**Requirement**
Starting with the line that contains "Please drop a marker on the shirtless", set down each line through the end of the entries below, exactly and with nothing added.

------------------------------------------------

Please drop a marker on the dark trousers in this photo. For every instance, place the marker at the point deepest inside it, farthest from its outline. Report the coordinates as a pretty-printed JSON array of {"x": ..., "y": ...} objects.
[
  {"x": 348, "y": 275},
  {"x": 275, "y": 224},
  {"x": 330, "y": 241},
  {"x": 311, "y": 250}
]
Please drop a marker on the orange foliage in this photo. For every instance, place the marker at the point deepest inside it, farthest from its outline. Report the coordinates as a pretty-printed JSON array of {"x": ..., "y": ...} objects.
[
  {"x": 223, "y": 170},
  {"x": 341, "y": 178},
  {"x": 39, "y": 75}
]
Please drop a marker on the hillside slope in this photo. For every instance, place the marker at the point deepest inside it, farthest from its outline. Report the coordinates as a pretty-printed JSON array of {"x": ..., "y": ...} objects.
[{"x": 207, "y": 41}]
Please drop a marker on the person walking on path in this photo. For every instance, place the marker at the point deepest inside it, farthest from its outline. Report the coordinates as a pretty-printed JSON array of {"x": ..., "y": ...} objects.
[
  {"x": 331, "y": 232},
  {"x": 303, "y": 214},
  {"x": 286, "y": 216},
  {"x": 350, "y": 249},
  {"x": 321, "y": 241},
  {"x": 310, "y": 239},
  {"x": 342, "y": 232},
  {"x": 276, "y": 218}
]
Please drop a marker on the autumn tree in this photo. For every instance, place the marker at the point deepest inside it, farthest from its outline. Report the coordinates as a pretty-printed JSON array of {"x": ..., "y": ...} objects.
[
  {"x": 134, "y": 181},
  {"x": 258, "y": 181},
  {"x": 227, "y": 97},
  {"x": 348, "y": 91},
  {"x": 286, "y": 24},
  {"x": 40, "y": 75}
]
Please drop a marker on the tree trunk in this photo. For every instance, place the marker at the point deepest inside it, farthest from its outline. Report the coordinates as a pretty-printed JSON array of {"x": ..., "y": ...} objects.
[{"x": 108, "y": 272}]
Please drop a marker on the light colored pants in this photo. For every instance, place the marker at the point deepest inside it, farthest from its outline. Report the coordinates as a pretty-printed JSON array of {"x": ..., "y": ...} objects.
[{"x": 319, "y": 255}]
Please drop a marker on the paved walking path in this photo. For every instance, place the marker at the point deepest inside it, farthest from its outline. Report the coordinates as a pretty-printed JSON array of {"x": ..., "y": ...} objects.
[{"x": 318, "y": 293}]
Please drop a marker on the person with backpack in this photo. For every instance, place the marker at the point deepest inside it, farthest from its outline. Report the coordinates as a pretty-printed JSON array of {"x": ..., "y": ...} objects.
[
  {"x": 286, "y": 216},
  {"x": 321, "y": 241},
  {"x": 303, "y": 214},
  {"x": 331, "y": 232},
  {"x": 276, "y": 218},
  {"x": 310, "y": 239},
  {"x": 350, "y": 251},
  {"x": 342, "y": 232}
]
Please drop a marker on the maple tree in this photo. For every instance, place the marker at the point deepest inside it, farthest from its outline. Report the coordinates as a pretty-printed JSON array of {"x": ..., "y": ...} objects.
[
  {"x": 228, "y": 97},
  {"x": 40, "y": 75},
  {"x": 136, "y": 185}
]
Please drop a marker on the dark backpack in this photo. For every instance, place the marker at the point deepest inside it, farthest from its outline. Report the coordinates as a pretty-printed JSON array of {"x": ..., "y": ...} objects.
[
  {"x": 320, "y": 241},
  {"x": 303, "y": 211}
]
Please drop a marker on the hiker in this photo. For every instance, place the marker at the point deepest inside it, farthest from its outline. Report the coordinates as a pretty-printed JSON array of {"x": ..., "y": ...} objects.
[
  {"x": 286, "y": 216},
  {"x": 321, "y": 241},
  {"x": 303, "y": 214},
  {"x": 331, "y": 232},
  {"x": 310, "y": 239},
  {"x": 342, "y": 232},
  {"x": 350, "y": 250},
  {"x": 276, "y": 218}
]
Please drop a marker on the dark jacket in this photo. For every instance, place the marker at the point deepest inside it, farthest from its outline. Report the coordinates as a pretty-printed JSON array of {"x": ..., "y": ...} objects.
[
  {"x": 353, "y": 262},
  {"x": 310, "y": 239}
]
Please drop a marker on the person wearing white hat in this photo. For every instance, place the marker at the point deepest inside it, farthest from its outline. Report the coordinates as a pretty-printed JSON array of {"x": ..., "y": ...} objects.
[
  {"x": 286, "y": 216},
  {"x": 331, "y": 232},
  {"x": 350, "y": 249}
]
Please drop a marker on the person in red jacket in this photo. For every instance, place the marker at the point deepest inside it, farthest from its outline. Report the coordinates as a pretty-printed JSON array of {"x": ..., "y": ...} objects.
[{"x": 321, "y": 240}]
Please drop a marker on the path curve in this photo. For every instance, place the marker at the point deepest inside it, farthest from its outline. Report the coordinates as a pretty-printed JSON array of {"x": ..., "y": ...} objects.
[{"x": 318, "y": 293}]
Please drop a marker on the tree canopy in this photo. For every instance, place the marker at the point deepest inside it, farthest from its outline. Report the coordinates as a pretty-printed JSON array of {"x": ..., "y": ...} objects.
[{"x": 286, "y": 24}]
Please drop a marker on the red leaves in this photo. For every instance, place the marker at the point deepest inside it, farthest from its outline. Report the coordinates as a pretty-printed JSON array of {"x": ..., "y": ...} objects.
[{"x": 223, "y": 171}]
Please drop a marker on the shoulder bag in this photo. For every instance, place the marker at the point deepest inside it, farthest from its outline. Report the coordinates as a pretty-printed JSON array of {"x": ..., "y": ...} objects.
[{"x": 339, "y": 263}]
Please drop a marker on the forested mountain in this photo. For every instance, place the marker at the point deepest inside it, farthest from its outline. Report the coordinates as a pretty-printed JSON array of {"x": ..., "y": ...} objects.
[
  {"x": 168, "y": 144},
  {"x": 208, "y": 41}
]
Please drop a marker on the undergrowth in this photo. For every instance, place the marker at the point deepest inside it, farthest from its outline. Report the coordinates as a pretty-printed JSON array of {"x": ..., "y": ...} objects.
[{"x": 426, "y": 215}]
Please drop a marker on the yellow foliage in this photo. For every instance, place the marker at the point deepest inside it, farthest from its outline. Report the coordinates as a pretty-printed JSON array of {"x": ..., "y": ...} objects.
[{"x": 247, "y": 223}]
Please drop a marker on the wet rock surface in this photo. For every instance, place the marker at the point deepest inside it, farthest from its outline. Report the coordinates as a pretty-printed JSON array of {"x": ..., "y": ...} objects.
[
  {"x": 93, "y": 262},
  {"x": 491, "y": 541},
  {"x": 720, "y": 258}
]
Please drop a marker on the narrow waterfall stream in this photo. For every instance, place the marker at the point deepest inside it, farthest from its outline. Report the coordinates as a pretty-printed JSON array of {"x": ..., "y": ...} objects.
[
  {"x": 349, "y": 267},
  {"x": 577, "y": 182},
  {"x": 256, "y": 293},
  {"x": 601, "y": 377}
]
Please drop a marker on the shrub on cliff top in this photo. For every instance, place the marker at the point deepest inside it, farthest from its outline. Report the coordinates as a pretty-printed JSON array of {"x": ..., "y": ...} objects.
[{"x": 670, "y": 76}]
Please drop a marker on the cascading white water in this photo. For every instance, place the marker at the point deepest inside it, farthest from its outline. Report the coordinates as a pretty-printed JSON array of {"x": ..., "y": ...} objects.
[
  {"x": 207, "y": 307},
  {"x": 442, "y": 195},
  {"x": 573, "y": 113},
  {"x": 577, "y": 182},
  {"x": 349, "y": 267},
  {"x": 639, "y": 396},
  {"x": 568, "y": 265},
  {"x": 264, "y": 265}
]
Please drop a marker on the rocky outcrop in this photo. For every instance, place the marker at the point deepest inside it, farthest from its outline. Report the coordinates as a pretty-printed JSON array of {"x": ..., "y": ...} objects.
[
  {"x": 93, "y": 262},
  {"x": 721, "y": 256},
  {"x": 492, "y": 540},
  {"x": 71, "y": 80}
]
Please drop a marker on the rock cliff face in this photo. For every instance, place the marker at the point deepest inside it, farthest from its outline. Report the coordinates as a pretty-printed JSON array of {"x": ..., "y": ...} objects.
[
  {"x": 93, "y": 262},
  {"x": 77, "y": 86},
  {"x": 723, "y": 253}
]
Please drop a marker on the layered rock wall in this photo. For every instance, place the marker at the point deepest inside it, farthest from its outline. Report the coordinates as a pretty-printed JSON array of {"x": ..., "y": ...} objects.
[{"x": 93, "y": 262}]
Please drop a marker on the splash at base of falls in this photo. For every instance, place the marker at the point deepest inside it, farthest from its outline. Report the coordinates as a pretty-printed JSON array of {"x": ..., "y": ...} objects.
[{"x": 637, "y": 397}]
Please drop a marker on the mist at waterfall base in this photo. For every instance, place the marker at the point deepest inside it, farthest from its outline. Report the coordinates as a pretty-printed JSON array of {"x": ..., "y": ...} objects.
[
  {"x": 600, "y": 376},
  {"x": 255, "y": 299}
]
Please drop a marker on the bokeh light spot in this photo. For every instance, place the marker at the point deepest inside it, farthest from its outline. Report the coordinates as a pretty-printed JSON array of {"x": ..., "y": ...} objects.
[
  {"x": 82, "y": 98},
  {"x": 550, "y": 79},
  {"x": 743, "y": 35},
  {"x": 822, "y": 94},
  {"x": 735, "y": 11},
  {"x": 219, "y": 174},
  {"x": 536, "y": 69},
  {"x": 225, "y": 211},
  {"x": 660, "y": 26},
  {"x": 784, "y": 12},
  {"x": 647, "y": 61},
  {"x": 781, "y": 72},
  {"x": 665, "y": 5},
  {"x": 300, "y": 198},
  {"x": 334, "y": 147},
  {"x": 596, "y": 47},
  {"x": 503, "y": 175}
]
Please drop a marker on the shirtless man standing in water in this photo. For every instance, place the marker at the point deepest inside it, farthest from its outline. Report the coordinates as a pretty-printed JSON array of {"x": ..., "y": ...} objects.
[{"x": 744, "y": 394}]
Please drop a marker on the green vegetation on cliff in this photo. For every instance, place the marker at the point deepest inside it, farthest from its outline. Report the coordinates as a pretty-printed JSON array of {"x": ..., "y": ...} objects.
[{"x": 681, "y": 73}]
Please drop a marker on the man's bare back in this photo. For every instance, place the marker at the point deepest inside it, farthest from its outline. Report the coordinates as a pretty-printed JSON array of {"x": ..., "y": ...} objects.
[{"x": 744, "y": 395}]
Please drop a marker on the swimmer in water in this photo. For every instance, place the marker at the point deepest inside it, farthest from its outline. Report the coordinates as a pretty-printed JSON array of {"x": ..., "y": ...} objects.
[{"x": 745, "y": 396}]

------------------------------------------------

**Full answer**
Please drop a marker on the shirtless man standing in water in this photo. For every instance, place the marker at the point deepest inside it, farthest from its outline. Report the coordinates as a pretty-printed JSON array of {"x": ..., "y": ...} objects.
[{"x": 744, "y": 394}]
Please drop a marker on the green vegetation on cliff in this photo. For every instance, place the marker at the point deepest inside it, farthest from its outline. Report the coordinates as a pretty-printed JSON array of {"x": ..., "y": ...} objects.
[{"x": 681, "y": 73}]
Please drop a marker on the man's bare back in this photo. For every instance, place the marker at the point deepest inside it, farthest from its outline. Report the coordinates as a pretty-printed JSON array of {"x": ..., "y": ...} objects.
[{"x": 744, "y": 395}]
Please drop a marker on the swimmer in water in this photo. For every instance, place the marker at the point deepest inside it, farthest from its outline. Report the coordinates as a pretty-printed JSON array of {"x": ..., "y": ...} objects.
[{"x": 745, "y": 396}]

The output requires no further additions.